*PAGE:*
▼
3.1.2.
Sans + GN
Dans la structure sans suivi du
groupe nominal, le connecteur nie plutôt l'action que décrit le
groupe nominal. C'est dans ce sens que ces exemples nous semblent
pertinents :
20a. Son frisson ancien le reprenait :
L'aimait-il donc, était-ce donc celle-là qu'il
pourrait aimer, [...] sans un monstrueux
désir de destruction ? (Lbh, p151) ;
20b. Les hommes, pour éviter d'aller au cabaret,
dormaient la journée entière ; les femmes [...] devenaient
raisonnables [...] ; et jusqu'aux bandes d'enfants qui avaient l'air de
comprendre, d'une telle sagesse, qu'elles couraient pieds nus et se griffaient
sans bruit. (Ge, p 202) ;
20c. [...], nous qui vivons sans
fracas, [...], qui nous contentons de vivre sainement avec ce que nous
avons, en faisant la part des pauvres ! (Ge, p 216).
Les évènements P1 : pouvoir aimer
et P2 : monstrueux désir de destruction décrit dans
[20a], ne permettent pas d'établir facilement un lien logique de
consécution. Seulement, le contexte d'emploi de sans favorise
l'interprétation de P2 comme une conséquence manquée. En
fait, Jacques, l'agent dont les pensées sont indirectement
exprimées par le locuteur, est issu d'une famille éthylique.
Alors, lorsqu'il se trouvait en face d'une fille, il n'avait qu'une seule
envie, celle de tuer. Le locuteur s'interroge si en aimant Séverine, ce
serait sans conséquence : sans avoir le monstrueux désir
de tuer. En revanche, dans l'exemple [20b], la séquence sans
bruit est, selon notre point de vue, une séquence ambiguë qui
ne peut s'interpréter que selon le contexte. En effet, si l'on s'attend
au cri, après les griffes, alors on a affaire à une
conséquence manquée ; par contre la même
séquence peut être interprétée comme la
manière si le locuteur exprime la façon de se griffer.
3.1.3.
Le connecteur Sans que
Le connecteur sans que est composé de la
préposition sans et de la conjonction que. Il est
classé comme sans, parmi les connecteurs plurifonctionnels,
donc équivoques. En effet, Wagner et Pichon (1962) le classent parmi les
connecteurs de cause. Pendant ce temps, Mauger (1968 :339) infirme
l'approche de ces auteurs en relevant que sans que induit une
conséquence manquée. A ce propos, Riegel et alii (1996 :
512) relèvent que : une orientation négative unit sans
que qui marque la négation d'un procès concomitant ou
consécutif, tandis que Jazé Zanfack (2005 :46)
▲
*EXERCICES À TRAITER:*
a) Reproduisez sans rien changer le passage du texte sur le connecteur « sans » qui s'ouvre sur les mots contenant « Les évènements P1 » et se clôt sur « d'une famille éthylique. ».
b) Donnez la suite du texte sur le connecteur « sans » à partir de l'endroit où il s'arrête.
Le matériel qui suit n'a aucun lien avec le texte sur le connecteur « sans ».

[Entrées de pointage d'objets étiquetés]
▼
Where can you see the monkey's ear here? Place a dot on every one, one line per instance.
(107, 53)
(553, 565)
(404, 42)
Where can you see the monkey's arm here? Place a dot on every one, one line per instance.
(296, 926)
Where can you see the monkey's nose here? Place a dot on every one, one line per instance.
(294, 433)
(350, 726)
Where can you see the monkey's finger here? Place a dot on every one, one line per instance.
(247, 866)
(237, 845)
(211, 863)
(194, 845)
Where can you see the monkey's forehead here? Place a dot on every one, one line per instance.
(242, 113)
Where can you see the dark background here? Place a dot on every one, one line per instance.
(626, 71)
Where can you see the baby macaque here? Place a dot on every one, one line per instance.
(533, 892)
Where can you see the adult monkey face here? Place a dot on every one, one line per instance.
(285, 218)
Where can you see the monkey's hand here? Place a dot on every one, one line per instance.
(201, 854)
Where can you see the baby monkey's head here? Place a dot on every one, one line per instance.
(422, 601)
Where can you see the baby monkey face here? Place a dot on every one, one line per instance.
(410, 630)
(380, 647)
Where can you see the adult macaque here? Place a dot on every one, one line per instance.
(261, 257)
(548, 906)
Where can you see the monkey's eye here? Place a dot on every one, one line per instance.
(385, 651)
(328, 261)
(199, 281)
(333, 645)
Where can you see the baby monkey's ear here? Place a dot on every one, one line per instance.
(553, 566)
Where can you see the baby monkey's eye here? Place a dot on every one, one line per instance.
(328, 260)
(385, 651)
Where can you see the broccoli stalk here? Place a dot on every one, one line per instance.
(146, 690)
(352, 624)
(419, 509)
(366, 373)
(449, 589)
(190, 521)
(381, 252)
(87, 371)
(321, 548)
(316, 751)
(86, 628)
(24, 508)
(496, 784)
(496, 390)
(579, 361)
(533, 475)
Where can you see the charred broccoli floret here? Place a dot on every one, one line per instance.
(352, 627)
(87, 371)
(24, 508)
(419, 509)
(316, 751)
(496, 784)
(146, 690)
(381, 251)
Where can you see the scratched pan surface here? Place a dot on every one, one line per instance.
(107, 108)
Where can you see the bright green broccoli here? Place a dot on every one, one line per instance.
▲
*RÉPONSES AUX EXERCICES:*
a)
Les évènements P1 : pouvoir aimer
et P2 : monstrueux désir de destruction décrit dans
[20a], ne permettent pas d'établir facilement un lien logique de
consécution. Seulement, le contexte d'emploi de sans favorise
l'interprétation de P2 comme une conséquence manquée. En
fait, Jacques, l'agent dont les pensées sont indirectement
exprimées par le locuteur, est issu d'une famille éthylique.

b)
reconnaît qu'avec sans que,
le locuteur commence par admettre une idée, [...],
puis énonce un contre argument qui vient modérer la
vérité admise. Ainsi la relation sémantique qui
existe entre la principale et la subordonnée peut être
identifiée comme une conséquence inopérante ou
absente.
Toujours dans le même sens GONTSOK ASSAMA (2006 :
18) déclare que : sans que marque la cause fausse,
c'est-à-dire la cause alléguée par un autrui et
rejetée par le locuteur.
Dans l'un ou l'autre cas, les échantillons qui suivent
permettront de vérifier ces équivoques.
21a. Les revendications pratiques de Rasseneur se mêlaient
en lui aux violences destructrices de Souvarine ; et, quand il sortait du
cabaret de l'Avantage, [...], il assistait à la
régénération radicale des peuples, sans
que cela dût coûter une vitre cassée ni
une goutte de sang. (Ge, p.160) ;
21b. Pendant quinze années, le ménage habita la
même ville de province, sans qu'un
évènement rompît la monotonie de son existence, [...].
(Ge, p 192) ;
21c. Georges ce soir-là restait pâle, [...]. Au
sortir de table, il avait entendu Philippe plaisanter avec la jeune
femme ; et, maintenant, c'était Philippe, ce n'était pas lui
qui se trouvait près d'elle. Toute sa poitrine se gonflait et
s'éclatait, sans qu'il sût pourquoi. (Na,
p.319).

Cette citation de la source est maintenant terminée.